● Text block:

□ □ □ □ □

EtienneCmb / visbrain

A multi-purpose GPU-accelerated open-source suite for brain data visualization
http://visbrain.org
Other
241 stars 64 forks source link

Survey: best hypnogram format #72

Open raphaelvallat opened 4 years ago

raphaelvallat commented 4 years ago

Hi everyone,

This is not really an issue but rather a survey on what people think would be the best format to load and save sleep staging files (hypnogram). For a reminder, there are currently two main categories of formats supported by Visbrain, the stage-duration and point-per-second:

image

The point-per-second can be further subdivided into 1) the .hyp format (screenshot above) or 2) a .txt file with no header that MUST be accompanied by a _hypnodescription.txt file indicating the correspondence between the integer values and the sleep stage as well as the sampling frequency of the hypnogram.

I am not entirely satisfied with neither of these options. Some issues that I have are:

  1. The stage-duration format is not super practical because it needs to be converted back to a point-per-second vector in order to apply masking operations (e.g. detecting spindles only on N2 sleep), which I think is hard to do for users that have no or little programming experience.

  2. For the point-per-second, I think that 1) having a separate extension (.hyp) is not great because beginners may not realize that this is in fact simply a text file. I therefore much prefer a .csv or .txt extension; 2) however I don't like either the current text (.txt) format because it requires a _hypnodescription.txt file, i.e. 2 files instead of 1, which is cumbersome and may lead to error.

I think that one of my preferred format would be a single text file (.txt or .csv) extension that looks like:

# Date: Thu Mar 26 15:17:00 2020
# Number of values: 15
# Sampling frequency: 0.03333333333333333 Hz
# Resolution: 30.0 sec
# Duration (seconds): 450.0
# Stage Uns: -2
# Stage Art: -1
# Stage W: 0
# Stage N1: 1
# Stage N2: 2
# Stage N3: 3
# Stage REM: 4
0
1
2
-1

A loading function could then separately read the header and the values to construct a final point-per-sec hypnogram.

An alternative that I've seen in some sleep scoring softwares could be a .csv files with several columns to indicate 1) the sleep stage (in string format, e.g. "N1", "N2), 2) the epoch number and 3) the time at the start of the epoch (e.g. 22:10:30), respectively. However, this requires having the start time of the recording, which is not always known, especially when working with a NumPy array.

□ □ □ □ □

● Given data:
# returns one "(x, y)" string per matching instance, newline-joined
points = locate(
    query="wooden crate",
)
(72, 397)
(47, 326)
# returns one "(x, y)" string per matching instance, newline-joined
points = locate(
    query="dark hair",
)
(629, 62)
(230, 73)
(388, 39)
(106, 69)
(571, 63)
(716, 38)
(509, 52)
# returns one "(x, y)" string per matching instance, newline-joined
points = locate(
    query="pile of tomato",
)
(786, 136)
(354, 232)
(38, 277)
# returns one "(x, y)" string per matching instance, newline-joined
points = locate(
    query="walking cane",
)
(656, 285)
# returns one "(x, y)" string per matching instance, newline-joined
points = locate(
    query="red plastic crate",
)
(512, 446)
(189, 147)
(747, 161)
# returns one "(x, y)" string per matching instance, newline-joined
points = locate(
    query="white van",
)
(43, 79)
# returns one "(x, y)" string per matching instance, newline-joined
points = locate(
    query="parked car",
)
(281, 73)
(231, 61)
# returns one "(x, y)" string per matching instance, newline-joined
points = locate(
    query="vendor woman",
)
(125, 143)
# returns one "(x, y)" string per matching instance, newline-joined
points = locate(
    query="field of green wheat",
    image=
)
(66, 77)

□ □ □ □ □

● What to do:
a) Reproduce the part of the hypnogram format survey starting at "1. The stage-duration" and ending at "lead to error.".
b) In the hypnogram format survey, why does the author consider the stage-duration format impractical? Answer in one to three sentences.

● Completed exercise:
a)
1. The stage-duration format is not super practical because it needs to be converted back to a point-per-second vector in order to apply masking operations (e.g. detecting spindles only on N2 sleep), which I think is hard to do for users that have no or little programming experience.

  2. For the point-per-second, I think that 1) having a separate extension (.hyp) is not great because beginners may not realize that this is in fact simply a text file. I therefore much prefer a .csv or .txt extension; 2) however I don't like either the current text (.txt) format because it requires a _hypnodescription.txt file, i.e. 2 files instead of 1, which is cumbersome and may lead to error.

b) The stage-duration format has to be converted back to a point-per-second vector before masking operations can be applied, such as detecting spindles only on N2 sleep. The author thinks this conversion is hard for users with little or no programming experience.